» The problem: What you give back should be only the lines from the one holding "Target: red mallet head" through the final line of the records, each reproduced exactly.

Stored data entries
※
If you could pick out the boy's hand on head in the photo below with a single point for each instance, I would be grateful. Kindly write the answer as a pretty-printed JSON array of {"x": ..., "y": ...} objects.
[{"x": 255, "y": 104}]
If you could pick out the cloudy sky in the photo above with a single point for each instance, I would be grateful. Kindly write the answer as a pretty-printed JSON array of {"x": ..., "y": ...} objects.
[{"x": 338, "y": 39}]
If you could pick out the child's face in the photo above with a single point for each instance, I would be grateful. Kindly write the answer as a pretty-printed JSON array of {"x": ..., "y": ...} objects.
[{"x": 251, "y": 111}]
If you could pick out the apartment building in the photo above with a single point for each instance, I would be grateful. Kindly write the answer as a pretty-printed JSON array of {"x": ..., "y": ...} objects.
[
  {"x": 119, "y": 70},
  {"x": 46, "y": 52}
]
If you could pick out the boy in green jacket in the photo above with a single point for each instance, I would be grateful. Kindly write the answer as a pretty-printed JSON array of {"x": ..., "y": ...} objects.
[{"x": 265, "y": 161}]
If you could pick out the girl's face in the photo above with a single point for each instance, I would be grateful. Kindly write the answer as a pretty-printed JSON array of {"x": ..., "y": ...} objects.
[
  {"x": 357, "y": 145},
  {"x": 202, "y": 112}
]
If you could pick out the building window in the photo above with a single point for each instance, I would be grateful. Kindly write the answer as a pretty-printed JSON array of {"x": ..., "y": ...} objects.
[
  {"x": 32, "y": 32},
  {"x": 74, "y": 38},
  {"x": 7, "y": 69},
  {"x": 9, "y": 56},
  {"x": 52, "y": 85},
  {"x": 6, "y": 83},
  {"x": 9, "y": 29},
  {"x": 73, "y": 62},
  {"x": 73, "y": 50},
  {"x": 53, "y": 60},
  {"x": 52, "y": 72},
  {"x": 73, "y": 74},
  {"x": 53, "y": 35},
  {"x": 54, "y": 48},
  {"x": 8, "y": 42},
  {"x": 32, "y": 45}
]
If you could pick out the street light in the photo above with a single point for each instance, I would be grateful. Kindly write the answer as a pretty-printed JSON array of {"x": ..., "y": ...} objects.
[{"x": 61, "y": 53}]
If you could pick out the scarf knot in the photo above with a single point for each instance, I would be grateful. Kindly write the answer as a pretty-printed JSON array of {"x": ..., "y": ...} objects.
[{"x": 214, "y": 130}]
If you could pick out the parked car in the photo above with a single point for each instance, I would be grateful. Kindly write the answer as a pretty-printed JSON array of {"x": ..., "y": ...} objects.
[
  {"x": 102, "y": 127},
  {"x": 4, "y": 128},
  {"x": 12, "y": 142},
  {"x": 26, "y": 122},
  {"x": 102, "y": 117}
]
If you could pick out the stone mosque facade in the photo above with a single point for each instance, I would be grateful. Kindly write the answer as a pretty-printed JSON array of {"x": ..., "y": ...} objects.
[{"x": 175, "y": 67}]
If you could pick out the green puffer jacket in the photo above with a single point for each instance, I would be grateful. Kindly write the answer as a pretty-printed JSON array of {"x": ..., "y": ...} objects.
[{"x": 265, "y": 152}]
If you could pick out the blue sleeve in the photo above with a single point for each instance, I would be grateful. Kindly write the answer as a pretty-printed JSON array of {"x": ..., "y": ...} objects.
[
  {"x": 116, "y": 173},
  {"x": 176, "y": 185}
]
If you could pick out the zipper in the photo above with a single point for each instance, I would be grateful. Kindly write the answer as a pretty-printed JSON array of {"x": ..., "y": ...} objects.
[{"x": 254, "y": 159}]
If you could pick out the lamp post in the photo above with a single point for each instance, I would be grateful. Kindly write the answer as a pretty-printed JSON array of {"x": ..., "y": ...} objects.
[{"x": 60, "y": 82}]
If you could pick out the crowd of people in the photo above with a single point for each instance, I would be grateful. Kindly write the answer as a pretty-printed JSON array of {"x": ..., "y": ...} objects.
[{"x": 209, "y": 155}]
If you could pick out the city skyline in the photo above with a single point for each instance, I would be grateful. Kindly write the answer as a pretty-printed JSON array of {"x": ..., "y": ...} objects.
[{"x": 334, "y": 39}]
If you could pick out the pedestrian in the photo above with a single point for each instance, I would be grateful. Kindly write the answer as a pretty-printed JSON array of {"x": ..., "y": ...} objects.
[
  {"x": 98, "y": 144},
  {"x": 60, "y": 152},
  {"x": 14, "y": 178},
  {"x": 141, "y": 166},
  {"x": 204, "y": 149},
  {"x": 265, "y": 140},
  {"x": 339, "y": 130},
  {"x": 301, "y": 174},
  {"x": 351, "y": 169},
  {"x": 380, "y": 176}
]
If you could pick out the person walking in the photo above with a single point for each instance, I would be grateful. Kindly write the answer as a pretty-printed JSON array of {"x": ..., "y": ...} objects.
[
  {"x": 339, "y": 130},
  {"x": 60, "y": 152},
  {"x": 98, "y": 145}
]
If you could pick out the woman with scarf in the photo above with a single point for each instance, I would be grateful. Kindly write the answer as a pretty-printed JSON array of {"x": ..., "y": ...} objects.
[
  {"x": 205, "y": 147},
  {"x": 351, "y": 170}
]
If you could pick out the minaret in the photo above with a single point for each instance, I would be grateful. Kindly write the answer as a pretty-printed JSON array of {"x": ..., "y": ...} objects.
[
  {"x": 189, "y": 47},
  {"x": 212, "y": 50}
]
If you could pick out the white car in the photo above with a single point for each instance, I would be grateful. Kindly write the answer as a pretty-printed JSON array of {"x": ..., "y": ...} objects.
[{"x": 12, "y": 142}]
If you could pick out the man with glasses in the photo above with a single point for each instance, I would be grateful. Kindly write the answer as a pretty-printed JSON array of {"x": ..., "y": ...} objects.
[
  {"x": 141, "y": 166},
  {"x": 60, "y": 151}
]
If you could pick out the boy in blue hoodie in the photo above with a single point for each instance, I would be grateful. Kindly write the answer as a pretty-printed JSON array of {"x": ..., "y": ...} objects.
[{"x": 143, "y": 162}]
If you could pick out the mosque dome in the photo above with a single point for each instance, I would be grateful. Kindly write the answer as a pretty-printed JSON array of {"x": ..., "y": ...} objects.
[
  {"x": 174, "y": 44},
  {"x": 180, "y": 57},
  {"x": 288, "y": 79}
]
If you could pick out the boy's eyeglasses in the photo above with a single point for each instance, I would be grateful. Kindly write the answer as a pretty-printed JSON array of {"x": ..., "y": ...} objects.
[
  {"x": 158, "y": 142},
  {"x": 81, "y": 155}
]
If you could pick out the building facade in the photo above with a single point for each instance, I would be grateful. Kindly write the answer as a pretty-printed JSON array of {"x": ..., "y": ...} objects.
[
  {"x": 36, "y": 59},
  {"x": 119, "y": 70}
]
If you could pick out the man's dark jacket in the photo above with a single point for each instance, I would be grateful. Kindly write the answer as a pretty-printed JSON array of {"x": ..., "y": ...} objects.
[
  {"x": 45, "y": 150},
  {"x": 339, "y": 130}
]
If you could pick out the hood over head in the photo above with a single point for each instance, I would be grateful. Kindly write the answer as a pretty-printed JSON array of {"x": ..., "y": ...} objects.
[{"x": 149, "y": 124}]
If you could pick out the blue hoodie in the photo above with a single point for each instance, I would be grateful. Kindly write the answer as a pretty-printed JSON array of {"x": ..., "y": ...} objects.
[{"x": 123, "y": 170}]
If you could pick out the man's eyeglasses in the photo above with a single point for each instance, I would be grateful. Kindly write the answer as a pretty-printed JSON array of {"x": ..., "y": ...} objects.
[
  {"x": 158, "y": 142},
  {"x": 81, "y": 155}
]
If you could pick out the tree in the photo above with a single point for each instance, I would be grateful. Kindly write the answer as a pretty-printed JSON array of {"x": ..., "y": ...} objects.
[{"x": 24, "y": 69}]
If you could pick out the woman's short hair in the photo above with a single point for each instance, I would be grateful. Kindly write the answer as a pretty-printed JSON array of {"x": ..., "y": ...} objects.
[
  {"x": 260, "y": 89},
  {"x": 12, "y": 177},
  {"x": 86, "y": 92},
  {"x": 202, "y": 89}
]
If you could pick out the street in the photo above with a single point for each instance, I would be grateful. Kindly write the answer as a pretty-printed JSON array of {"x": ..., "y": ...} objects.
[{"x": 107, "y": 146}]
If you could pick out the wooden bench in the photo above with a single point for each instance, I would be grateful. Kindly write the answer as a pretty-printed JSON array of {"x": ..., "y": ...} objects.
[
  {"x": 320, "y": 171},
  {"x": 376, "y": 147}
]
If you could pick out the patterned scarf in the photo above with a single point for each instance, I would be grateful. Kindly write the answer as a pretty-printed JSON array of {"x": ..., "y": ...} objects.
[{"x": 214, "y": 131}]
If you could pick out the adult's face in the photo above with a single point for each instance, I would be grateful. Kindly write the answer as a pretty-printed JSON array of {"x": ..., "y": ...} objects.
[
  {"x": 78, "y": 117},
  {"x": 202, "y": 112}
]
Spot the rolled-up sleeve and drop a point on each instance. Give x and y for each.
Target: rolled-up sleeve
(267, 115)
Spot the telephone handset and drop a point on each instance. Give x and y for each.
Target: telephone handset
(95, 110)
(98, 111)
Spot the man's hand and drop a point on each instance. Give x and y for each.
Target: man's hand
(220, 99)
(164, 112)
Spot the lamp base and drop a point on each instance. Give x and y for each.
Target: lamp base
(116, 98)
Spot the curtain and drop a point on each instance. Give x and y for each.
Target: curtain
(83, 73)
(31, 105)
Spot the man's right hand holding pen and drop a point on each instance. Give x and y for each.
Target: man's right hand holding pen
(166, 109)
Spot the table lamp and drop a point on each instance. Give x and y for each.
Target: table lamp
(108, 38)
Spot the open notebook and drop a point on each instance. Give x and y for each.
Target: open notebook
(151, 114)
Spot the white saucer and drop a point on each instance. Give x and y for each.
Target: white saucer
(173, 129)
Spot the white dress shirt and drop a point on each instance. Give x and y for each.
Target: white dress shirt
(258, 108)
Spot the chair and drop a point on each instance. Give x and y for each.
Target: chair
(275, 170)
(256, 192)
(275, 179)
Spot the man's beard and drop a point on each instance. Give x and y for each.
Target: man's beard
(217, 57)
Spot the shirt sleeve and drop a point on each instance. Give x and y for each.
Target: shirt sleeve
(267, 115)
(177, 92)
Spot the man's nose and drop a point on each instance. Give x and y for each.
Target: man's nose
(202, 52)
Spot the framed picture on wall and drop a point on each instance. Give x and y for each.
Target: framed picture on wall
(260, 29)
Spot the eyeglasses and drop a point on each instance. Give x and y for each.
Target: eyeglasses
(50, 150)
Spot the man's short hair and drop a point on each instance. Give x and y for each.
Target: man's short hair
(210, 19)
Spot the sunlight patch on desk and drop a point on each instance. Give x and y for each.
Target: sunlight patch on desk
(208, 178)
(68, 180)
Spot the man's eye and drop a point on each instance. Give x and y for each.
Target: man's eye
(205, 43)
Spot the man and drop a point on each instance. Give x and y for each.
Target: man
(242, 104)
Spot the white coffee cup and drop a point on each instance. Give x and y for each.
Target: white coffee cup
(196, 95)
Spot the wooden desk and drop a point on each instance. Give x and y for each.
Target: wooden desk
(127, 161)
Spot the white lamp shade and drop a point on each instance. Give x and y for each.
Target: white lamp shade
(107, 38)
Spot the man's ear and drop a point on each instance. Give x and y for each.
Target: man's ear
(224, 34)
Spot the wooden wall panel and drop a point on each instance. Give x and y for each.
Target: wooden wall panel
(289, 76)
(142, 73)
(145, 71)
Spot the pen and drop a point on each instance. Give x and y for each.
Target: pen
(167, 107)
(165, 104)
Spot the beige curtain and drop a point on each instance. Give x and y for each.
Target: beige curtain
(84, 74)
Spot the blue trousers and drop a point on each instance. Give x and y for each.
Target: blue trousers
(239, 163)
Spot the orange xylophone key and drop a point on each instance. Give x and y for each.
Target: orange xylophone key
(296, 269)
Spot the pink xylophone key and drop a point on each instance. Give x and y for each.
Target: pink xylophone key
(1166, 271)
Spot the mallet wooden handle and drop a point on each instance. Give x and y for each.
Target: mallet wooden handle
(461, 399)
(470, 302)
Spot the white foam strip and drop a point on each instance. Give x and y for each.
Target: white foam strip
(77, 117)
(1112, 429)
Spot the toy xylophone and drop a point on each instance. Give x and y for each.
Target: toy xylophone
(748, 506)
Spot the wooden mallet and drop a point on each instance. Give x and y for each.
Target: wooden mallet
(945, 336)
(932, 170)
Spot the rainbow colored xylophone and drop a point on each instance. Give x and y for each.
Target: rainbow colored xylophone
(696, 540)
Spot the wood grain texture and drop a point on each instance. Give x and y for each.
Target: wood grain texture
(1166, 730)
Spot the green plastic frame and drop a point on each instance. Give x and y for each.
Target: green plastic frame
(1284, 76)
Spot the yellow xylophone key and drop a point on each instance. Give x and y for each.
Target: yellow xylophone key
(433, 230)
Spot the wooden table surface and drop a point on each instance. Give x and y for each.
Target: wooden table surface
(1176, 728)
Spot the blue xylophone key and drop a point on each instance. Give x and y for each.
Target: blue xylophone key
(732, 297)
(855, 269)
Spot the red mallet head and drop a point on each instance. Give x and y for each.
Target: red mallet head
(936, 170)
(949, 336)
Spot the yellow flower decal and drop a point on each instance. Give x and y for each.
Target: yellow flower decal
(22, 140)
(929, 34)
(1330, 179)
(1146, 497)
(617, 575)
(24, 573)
※
» Answer area:
Target: red mallet head
(936, 170)
(949, 336)
Spot the yellow flower decal and drop a point on each instance. Give x and y for each.
Target: yellow flower decal
(22, 140)
(929, 34)
(1330, 179)
(1146, 497)
(617, 575)
(24, 573)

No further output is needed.